GOAL →
Emit the line that holds "Target: light blue plastic bag" and all lines following it through the end of the data, verbatim, and nothing else.

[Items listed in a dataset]
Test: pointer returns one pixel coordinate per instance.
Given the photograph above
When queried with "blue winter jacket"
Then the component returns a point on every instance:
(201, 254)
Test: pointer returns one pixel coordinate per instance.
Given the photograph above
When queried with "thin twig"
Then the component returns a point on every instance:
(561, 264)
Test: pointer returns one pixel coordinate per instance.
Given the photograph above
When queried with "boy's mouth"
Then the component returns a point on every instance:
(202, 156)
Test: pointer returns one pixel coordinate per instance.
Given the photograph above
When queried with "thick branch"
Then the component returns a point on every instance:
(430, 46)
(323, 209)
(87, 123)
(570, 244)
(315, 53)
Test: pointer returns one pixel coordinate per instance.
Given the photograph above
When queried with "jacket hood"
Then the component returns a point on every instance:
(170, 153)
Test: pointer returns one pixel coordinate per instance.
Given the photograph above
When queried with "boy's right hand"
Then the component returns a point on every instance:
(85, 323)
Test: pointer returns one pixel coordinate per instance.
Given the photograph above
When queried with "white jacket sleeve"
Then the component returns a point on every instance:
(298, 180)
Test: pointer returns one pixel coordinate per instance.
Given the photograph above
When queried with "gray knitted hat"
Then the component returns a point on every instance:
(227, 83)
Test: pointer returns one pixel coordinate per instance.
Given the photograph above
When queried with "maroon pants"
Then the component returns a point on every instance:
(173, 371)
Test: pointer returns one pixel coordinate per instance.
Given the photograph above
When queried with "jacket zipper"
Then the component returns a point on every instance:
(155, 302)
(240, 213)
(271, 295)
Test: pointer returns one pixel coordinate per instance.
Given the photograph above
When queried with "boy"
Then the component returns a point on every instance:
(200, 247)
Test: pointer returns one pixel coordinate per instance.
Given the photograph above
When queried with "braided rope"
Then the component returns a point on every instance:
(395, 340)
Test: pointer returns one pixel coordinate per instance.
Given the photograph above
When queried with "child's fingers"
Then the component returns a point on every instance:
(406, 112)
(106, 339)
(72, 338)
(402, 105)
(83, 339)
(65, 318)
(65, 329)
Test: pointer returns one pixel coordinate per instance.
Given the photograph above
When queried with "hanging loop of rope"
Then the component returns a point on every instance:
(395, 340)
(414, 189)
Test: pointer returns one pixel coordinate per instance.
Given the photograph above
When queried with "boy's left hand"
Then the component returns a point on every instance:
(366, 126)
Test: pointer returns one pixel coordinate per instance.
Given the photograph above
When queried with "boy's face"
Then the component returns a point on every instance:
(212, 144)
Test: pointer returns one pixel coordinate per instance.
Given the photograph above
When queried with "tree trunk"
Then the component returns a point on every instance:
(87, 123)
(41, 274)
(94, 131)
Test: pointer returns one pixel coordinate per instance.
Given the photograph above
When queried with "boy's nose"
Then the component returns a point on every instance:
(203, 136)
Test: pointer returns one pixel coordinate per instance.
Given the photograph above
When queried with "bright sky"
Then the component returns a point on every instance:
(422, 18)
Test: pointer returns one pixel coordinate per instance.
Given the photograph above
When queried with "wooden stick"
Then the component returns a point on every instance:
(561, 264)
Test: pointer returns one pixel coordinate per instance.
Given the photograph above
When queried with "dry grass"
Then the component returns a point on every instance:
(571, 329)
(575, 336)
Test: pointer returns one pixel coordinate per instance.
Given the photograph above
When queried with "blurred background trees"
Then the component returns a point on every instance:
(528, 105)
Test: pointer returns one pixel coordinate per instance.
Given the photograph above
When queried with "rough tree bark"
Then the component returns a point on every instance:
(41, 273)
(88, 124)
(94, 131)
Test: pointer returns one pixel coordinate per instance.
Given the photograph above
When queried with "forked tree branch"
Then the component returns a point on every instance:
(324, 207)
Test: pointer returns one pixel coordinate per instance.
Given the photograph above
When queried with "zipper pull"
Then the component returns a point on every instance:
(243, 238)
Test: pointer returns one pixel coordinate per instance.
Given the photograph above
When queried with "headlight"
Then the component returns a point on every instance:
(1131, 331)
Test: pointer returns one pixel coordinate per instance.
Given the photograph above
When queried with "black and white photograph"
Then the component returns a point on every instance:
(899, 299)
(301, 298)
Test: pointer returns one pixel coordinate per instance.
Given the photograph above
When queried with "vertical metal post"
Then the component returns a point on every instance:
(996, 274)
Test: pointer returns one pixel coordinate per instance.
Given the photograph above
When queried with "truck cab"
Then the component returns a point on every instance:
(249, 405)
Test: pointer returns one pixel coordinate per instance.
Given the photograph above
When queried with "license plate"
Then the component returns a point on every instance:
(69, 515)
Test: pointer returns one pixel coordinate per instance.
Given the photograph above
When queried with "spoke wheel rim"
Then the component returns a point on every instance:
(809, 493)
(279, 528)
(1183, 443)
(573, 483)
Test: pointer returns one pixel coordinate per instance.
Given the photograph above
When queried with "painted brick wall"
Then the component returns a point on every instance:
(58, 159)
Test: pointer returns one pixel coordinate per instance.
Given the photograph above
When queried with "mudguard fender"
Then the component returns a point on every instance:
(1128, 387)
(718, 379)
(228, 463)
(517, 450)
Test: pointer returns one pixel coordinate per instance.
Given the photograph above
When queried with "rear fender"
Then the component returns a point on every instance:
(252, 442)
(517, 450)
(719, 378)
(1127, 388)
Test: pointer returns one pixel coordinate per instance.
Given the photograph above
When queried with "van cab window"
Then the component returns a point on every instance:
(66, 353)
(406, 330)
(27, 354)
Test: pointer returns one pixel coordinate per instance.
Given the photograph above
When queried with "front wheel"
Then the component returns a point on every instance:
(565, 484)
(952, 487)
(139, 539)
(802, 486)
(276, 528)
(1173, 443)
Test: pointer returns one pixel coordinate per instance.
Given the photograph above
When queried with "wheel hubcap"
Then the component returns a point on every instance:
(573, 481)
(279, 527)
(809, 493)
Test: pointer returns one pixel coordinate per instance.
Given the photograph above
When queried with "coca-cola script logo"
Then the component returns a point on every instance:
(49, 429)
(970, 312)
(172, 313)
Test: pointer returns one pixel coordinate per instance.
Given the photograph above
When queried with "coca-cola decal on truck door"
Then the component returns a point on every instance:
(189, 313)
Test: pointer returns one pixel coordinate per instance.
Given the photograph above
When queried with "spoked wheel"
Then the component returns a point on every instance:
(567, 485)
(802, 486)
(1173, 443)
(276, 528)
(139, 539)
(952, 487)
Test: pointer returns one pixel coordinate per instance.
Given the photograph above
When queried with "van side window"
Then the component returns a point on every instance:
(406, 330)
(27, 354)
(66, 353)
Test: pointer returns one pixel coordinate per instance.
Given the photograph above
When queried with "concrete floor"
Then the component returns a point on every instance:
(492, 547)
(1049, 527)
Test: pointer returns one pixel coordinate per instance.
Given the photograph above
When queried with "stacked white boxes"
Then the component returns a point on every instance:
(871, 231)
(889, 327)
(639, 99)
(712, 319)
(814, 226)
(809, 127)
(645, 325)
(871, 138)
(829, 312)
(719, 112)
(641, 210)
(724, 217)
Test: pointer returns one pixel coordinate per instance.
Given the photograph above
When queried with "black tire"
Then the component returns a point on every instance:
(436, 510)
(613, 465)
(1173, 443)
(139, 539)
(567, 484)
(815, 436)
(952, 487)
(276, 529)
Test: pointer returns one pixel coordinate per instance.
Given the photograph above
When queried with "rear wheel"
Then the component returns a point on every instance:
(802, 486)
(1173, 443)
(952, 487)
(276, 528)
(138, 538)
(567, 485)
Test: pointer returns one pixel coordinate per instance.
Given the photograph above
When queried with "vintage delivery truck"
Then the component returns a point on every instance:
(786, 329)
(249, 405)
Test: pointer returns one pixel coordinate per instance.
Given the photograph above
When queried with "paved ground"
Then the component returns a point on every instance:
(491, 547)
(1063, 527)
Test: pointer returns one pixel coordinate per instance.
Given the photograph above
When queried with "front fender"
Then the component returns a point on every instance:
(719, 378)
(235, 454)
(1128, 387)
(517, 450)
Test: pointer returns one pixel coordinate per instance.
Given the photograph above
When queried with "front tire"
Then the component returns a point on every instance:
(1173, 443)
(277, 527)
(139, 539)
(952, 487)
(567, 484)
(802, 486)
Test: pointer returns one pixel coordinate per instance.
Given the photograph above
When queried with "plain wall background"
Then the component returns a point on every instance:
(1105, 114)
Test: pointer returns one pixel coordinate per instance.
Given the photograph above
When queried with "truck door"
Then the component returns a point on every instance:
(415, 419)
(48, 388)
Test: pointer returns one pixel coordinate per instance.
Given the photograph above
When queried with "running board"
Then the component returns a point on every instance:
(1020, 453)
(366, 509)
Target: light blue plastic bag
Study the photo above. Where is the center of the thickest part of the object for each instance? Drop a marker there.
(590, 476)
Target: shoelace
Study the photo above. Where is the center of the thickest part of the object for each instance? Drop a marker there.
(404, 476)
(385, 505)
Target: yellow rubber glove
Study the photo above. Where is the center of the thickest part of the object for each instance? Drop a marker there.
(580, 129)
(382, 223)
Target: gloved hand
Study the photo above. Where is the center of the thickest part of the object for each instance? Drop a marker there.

OUTPUT FOR THIS TASK →
Target: light blue plastic bag
Study the photo above. Where is the center of the thickest part of the object for each instance? Drop a marker there.
(590, 476)
Target: shoelace
Study the photo above. Where is the center of the thickest part of the object for each instance? Drop a marker there.
(404, 476)
(385, 505)
Target: yellow rubber glove
Study the photo above. Where is the center of the thickest part of the object for each instance? Drop a marker there.
(580, 129)
(382, 223)
Target: gloved hand
Study the photo above. Where is the center of the thickest part of the object for each instance? Drop a marker there.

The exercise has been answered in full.